§ **YOUR ASSIGNMENT**
A single figure is required: the number of lines in the listing below containing the word "lips".

§ **EXTRACTED ENTRIES**
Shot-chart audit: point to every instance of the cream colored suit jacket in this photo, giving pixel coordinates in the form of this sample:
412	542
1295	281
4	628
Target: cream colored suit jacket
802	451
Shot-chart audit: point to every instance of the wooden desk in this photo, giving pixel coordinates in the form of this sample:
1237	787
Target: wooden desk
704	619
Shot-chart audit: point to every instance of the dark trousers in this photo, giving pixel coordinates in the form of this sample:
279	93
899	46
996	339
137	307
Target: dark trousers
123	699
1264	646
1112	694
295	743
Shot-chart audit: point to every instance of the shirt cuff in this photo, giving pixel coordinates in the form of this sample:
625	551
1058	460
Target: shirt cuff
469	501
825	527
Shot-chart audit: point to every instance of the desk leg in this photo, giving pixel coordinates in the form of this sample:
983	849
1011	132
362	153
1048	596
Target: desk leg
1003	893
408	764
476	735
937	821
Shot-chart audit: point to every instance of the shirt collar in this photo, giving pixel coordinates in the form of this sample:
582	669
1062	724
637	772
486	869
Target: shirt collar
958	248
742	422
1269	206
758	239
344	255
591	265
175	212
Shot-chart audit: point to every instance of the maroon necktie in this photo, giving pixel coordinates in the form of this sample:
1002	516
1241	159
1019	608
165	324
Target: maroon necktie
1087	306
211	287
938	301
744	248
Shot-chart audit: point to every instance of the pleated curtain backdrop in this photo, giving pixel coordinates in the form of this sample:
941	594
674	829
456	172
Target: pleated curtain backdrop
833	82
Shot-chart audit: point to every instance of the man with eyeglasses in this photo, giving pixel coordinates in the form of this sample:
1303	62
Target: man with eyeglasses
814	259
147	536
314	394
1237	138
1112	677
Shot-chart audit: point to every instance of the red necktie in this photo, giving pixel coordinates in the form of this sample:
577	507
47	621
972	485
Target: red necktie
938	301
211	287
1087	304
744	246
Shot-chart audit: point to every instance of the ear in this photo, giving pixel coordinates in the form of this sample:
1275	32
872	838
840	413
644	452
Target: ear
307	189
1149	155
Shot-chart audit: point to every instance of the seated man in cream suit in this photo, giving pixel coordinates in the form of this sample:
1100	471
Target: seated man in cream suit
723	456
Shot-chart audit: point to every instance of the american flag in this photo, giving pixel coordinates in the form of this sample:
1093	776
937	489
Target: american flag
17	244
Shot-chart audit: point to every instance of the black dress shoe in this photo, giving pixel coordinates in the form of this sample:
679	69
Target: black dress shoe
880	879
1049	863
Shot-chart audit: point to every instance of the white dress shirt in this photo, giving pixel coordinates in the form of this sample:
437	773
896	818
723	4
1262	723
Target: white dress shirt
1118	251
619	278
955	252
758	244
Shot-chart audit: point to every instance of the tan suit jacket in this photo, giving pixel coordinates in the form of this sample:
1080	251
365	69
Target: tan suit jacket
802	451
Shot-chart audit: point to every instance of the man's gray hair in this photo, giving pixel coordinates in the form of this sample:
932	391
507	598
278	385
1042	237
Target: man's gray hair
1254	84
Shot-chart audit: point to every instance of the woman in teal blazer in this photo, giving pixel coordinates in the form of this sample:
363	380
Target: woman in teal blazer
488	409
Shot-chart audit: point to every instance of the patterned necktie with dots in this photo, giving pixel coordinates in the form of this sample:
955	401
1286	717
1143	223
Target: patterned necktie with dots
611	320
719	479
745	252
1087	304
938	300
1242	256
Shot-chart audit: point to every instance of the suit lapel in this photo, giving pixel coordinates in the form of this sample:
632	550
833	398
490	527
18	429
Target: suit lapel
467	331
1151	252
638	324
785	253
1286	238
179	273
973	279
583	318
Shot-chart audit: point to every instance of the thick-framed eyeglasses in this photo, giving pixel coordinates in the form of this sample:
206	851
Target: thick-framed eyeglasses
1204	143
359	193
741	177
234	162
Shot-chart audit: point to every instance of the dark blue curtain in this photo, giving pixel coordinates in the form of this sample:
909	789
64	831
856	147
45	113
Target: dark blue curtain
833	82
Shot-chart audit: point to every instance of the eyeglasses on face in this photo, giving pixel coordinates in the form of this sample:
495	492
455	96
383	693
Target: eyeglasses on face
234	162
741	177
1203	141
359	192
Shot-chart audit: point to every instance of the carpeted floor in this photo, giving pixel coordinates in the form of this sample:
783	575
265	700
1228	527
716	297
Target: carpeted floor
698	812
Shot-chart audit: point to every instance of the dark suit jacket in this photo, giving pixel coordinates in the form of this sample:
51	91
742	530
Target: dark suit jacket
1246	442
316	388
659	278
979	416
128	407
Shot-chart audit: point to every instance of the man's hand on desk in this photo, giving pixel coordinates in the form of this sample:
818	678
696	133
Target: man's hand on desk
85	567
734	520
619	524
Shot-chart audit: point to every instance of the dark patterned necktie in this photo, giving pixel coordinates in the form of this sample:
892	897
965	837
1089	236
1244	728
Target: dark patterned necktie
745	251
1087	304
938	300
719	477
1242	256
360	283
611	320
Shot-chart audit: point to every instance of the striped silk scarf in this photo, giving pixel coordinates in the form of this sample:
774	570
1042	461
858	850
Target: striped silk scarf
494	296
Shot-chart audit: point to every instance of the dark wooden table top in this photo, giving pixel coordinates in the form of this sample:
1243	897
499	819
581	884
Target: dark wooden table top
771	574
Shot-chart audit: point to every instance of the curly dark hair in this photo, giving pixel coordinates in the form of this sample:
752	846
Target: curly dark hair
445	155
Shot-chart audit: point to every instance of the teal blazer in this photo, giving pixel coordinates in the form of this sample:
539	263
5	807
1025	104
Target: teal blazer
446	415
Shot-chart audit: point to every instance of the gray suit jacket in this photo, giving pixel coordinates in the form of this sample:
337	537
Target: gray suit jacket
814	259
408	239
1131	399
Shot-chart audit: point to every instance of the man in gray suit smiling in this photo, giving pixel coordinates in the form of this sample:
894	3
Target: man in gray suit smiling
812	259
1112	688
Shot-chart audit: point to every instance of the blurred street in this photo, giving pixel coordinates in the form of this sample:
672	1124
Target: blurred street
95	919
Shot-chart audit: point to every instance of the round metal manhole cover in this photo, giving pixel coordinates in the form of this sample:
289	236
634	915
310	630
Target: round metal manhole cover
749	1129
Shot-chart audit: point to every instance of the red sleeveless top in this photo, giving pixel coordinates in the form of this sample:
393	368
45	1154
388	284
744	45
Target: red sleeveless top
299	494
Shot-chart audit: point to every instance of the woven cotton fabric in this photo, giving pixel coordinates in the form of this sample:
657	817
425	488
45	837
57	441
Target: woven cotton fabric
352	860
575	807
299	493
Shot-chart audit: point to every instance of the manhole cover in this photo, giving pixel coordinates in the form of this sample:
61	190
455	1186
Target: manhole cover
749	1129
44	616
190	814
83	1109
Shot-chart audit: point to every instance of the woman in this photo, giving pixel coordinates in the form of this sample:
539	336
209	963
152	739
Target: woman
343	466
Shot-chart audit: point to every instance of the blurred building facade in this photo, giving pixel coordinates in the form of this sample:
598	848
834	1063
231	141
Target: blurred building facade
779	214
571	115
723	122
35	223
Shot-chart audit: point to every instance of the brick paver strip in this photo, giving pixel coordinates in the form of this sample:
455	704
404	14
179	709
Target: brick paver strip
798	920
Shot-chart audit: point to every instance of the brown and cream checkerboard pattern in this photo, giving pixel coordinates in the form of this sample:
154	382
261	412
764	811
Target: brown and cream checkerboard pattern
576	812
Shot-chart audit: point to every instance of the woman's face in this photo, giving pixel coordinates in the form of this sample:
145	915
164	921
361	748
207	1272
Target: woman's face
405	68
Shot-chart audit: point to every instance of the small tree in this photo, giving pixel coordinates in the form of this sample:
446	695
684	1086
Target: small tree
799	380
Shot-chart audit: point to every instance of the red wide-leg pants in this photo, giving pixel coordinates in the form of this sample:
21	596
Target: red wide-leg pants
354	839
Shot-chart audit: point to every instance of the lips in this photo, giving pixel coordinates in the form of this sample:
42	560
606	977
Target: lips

§ **EXPECTED ANSWER**
2